━━━━━ Stored rows

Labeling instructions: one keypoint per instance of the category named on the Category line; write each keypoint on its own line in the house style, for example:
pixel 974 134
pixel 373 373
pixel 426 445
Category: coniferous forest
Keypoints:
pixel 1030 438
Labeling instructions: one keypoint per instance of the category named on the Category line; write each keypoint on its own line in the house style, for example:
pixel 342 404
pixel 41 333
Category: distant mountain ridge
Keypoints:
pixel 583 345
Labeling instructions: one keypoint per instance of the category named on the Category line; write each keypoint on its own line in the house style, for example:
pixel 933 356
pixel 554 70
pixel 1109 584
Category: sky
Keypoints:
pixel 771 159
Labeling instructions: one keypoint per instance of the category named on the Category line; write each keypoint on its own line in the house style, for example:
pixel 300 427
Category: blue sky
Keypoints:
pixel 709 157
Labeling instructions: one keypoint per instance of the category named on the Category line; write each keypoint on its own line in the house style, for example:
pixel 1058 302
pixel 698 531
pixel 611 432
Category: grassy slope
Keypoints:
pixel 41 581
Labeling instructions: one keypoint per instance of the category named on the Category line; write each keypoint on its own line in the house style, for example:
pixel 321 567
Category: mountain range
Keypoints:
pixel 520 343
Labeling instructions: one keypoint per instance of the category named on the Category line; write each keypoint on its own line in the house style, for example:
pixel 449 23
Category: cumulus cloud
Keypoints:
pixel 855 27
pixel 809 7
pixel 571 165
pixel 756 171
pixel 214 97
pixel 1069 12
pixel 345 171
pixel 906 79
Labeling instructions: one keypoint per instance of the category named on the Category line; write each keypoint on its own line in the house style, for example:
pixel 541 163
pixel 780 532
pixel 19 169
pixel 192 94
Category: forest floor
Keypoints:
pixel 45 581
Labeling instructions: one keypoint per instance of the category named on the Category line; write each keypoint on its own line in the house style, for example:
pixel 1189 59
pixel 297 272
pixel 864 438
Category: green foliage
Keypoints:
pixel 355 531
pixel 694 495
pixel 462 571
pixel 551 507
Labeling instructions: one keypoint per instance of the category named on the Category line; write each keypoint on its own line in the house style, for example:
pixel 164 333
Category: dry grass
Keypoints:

━━━━━━━━━━

Update the data above by replacing "house style" with "standard format" wherever it occurs, leaving every other line unchanged.

Labeling instructions: one keypoint per instance of the category named on the Category line; write each keypoint on its own line in the standard format, for example:
pixel 974 134
pixel 373 373
pixel 426 445
Category: coniferous forest
Keypoints:
pixel 1030 438
Labeling instructions: one keypoint per instance of the category named on the Category line; write each keypoint on its own line in the standard format, for example:
pixel 342 404
pixel 41 333
Category: distant mountain ridge
Keypoints:
pixel 583 345
Labeling instructions: one keypoint per instance of the category named on the Category line; write each keypoint on its own line in the standard format, for example:
pixel 933 356
pixel 554 70
pixel 1109 584
Category: sky
Keypoints:
pixel 771 159
Labeling instructions: one keypoint per instance of the category named on the Category line; write each keypoint on its own line in the standard format, for example:
pixel 300 427
Category: blue sky
Keypoints:
pixel 709 157
Labeling instructions: one keypoint per instance of the category named on the Category line; write each keypoint on its own line in the standard format, for example:
pixel 1058 302
pixel 698 531
pixel 611 432
Category: grassy slope
Keypoints:
pixel 41 581
Labeling instructions: one keypoint per instance of the category named on the Category line; write each keypoint on its own line in the standard format, for example:
pixel 321 567
Category: mountain range
Keypoints:
pixel 520 343
Labeling instructions: one keypoint per instance of the category named on the Category line; write each keypoint on its own line in the standard format, for example:
pixel 449 23
Category: cumulus cloud
Keypoints:
pixel 855 27
pixel 809 7
pixel 571 165
pixel 756 171
pixel 214 97
pixel 1069 12
pixel 345 171
pixel 906 79
Labeling instructions: one keypoint per instance of the category named on the Category line; write each keypoint on its own line in the standard format, for example:
pixel 541 163
pixel 780 532
pixel 19 169
pixel 192 94
Category: forest floor
Keypoints:
pixel 45 581
Labeling instructions: one keypoint per instance of the category named on the Category line; write each keypoint on its own line in the standard format, for example:
pixel 1189 59
pixel 297 272
pixel 864 438
Category: green foliage
Keypoints:
pixel 355 531
pixel 694 495
pixel 462 571
pixel 551 507
Labeling instructions: one keypoint per instance of the category named on the Category line; write each keypoint on its own line in the standard format, for example:
pixel 164 333
Category: dry grass
Keypoints:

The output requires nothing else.